* To do *
Reproduce the material below, substituting "place a marker on" for every occurrence of "set a point on" and leaving everything else unchanged.

Collected data:
# # #

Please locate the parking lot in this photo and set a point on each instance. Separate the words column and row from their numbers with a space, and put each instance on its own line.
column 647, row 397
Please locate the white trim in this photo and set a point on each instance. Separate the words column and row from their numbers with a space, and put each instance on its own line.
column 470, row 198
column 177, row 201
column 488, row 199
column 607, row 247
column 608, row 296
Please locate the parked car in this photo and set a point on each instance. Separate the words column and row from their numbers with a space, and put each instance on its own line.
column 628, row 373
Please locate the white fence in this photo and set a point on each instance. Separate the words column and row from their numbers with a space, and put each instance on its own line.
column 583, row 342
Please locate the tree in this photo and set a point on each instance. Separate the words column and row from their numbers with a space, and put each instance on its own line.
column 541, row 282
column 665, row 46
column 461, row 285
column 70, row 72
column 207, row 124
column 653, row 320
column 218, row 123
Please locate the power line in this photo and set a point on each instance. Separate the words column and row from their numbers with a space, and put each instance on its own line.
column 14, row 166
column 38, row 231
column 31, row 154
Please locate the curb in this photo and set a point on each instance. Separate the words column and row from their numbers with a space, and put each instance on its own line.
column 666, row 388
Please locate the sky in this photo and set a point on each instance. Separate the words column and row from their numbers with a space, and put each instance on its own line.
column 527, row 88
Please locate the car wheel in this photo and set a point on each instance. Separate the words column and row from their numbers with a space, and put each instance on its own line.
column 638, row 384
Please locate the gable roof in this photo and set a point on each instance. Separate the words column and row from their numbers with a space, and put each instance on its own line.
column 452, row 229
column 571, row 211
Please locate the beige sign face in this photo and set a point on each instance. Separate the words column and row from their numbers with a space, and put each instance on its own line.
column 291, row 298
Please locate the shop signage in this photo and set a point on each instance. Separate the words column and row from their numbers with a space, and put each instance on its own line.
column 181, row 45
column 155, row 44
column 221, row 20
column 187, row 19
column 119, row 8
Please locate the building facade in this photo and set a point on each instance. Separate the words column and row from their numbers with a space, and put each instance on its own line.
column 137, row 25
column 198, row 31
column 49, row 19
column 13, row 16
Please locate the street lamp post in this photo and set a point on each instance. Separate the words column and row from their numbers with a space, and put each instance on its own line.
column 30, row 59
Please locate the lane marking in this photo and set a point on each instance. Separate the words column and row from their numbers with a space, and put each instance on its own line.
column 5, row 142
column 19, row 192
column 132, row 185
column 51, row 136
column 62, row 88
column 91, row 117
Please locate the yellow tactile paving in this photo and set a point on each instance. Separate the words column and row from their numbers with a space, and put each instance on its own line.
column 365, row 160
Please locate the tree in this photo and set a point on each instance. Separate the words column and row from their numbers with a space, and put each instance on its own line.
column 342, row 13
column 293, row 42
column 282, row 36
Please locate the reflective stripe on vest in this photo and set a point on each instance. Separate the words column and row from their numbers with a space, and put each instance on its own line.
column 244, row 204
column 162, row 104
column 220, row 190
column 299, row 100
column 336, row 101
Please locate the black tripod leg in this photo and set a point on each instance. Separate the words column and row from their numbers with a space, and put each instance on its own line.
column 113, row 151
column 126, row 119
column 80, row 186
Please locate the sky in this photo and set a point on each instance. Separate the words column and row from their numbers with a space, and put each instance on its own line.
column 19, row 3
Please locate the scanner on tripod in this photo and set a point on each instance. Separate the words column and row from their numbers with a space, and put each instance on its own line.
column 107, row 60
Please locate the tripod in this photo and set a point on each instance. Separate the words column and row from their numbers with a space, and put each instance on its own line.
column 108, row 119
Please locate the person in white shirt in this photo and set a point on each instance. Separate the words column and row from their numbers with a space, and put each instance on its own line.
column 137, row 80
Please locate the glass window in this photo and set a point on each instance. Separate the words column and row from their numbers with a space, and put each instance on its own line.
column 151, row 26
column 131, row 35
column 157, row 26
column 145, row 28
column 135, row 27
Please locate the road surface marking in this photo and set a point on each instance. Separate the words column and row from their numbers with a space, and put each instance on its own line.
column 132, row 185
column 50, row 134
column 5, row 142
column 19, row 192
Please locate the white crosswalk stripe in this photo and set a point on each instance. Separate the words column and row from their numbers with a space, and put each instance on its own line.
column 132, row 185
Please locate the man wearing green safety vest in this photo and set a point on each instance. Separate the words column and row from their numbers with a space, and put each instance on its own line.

# # #

* Answer to this exercise *
Please locate the parking lot in this photo and place a marker on each instance. Separate the words column and row from their numbers with a space, and put each instance on its own line.
column 647, row 397
Please locate the white trim in this photo and place a marker on each instance. Separate the words column and row from their numbers with a space, and put each instance on its own line.
column 470, row 198
column 177, row 201
column 488, row 199
column 607, row 247
column 608, row 296
Please locate the parked car in this photo and place a marker on each instance. Separate the words column and row from their numbers with a space, and put each instance on its own line.
column 628, row 373
Please locate the white fence in this photo and place a marker on each instance. Separate the words column and row from their numbers with a space, and put each instance on its own line.
column 583, row 342
Please locate the tree in this photo and place a marker on each instance. Separate the words column and row from their numbers with a space, and put each instance on its own line.
column 541, row 282
column 665, row 46
column 461, row 285
column 70, row 72
column 207, row 124
column 653, row 320
column 218, row 123
Please locate the power line in this photo and place a marker on each instance. Separate the words column and row from their numbers with a space, and put each instance on its own line.
column 14, row 166
column 38, row 231
column 31, row 154
Please locate the curb in this photo and place a marker on each instance. Separate the words column and row from their numbers with a space, and put each instance on its own line.
column 666, row 388
Please locate the sky in this photo and place a marker on each instance. Separate the words column and row from their numbers with a space, and put each instance on its own line.
column 527, row 88
Please locate the car wheel in this photo and place a marker on each instance. Separate the words column and row from their numbers with a space, and put each instance on its own line.
column 638, row 384
Please locate the gable roof in this photo and place a marker on each instance. Separate the words column and row from their numbers with a space, and put each instance on its own line.
column 452, row 229
column 571, row 211
Please locate the beige sign face in this photo and place a marker on each instance. Separate the words column and row from their numbers with a space, and put each instance on its own line.
column 291, row 298
Please locate the shop signage in this photo and place a marker on each instance. Separate the words column and row from their numbers with a space, and put each instance on its own line.
column 181, row 45
column 155, row 44
column 221, row 20
column 187, row 19
column 119, row 8
Please locate the building facade in this photo and place a marker on each instance. Separate the words column and row from their numbers with a space, and put each instance on its own line.
column 137, row 25
column 198, row 31
column 49, row 19
column 13, row 16
Please locate the street lamp post in this photo and place a marker on each instance. Separate the words column and row from their numbers with a space, and put each instance on its own line.
column 30, row 59
Please locate the lane marking in this photo and place a marker on each instance. Separate the words column and row from their numbers with a space, and put each instance on its own line.
column 5, row 142
column 19, row 192
column 132, row 185
column 51, row 136
column 62, row 88
column 91, row 117
Please locate the yellow tactile paving in this photo and place a marker on each instance. Separate the words column and row from their numbers with a space, and put each instance on its own line.
column 365, row 160
Please locate the tree in this photo and place a marker on each instance. Separate the words column and row from their numbers with a space, and put each instance on its own line.
column 342, row 13
column 293, row 42
column 282, row 36
Please locate the reflective stripe on vest in this photo and place a marker on each instance. Separate the words column and row from their numbers with a space, and put each instance on its own line.
column 244, row 204
column 162, row 104
column 220, row 190
column 299, row 100
column 336, row 101
Please locate the black tripod leg in this photo and place a marker on each instance. Separate the words column and row from their numbers with a space, and put each instance on its own line.
column 113, row 151
column 126, row 119
column 80, row 186
Please locate the sky in this photo and place a marker on each instance. Separate the words column and row from their numbers with a space, and put each instance on its own line.
column 19, row 3
Please locate the scanner on tripod in this photo and place a marker on each instance. Separate the words column and row from their numbers with a space, and put each instance on its own line.
column 107, row 60
Please locate the tripod in this photo and place a marker on each instance. Separate the words column and row from their numbers with a space, and put each instance on its own line.
column 108, row 119
Please locate the person in white shirt in this photo and place a marker on each instance. Separate the words column and row from their numbers with a space, and put each instance on its own line.
column 137, row 80
Please locate the glass window in this photo and place a marker on each instance. Separate the words column and row from their numbers with a space, and put each instance on its own line.
column 151, row 26
column 131, row 35
column 157, row 26
column 145, row 28
column 135, row 27
Please locate the road surface marking in this photo and place a marker on each instance. Separate the words column and row from their numbers with a space, and put each instance on its own line.
column 132, row 185
column 50, row 134
column 5, row 142
column 19, row 192
Please locate the white crosswalk stripe in this photo and place a marker on each instance. Separate the words column and row from their numbers with a space, and put each instance on its own line.
column 132, row 185
Please locate the man wearing green safety vest in this photo and place a marker on each instance. Separate the words column and row from their numbers with a space, and put each instance on its own line.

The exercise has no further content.